# Your goal:
Please copy the records below word for word, covering the stretch from their start through the line containing "587;399;641;470".

# Exercise input:
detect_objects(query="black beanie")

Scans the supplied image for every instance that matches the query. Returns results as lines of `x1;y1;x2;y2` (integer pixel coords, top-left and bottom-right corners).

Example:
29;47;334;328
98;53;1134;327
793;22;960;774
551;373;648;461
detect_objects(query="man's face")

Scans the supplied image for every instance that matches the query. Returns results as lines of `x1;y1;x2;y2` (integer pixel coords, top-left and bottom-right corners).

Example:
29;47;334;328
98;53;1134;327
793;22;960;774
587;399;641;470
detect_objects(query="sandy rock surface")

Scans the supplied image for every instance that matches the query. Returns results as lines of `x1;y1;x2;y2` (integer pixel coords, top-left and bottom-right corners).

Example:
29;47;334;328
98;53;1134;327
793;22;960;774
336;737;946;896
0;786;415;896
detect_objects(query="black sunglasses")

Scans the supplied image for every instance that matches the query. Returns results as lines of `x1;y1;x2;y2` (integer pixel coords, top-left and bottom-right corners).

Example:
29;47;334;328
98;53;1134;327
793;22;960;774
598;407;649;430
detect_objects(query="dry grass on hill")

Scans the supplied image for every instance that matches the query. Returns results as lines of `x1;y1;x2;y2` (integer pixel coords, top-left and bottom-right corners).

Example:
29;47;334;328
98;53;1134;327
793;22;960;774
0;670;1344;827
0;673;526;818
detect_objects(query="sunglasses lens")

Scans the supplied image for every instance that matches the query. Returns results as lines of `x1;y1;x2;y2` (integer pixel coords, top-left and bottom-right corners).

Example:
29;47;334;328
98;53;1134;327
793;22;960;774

# Complete response:
detect_objects(query="black beanie")

Scans the supplied image for every instance that matches the query. Returns results as lines of `x1;y1;x2;y2` (integer pixel coords, top-left and bottom-right corners).

Example:
29;47;334;328
98;53;1134;327
793;22;960;774
551;373;648;461
detect_objects(query="man's face")

Scans the supplied image for every instance that matches the query. Returns results as lines of `x1;y1;x2;y2` (integer pixel coords, top-left and bottom-right corners).

Example:
29;47;334;328
98;53;1134;327
793;22;960;774
587;399;641;470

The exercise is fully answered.